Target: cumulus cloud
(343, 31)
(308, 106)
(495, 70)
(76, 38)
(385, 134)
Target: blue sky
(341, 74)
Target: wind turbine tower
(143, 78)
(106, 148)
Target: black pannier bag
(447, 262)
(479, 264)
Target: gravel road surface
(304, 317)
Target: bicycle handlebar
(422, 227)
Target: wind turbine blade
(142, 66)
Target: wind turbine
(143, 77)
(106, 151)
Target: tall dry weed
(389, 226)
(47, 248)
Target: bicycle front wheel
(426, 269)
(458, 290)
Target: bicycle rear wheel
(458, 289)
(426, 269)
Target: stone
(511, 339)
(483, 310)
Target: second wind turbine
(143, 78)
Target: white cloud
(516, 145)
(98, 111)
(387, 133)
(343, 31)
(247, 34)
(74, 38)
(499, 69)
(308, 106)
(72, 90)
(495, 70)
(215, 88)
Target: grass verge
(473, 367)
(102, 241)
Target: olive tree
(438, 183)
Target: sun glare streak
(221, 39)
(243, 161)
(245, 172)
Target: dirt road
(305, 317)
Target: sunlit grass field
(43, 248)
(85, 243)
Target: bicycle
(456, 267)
● ● ● ● ● ● ●
## WHAT IS REQUIRED
Turn the stretch of the material above, from the line containing "Target: dirt road" through the end, into a JSON list of strings with one string per line and blank lines left out.

## RESPONSE
[
  "Target: dirt road",
  "(305, 317)",
  "Target: sunlit grass field",
  "(43, 248)",
  "(85, 243)",
  "Target: bicycle",
  "(456, 267)"
]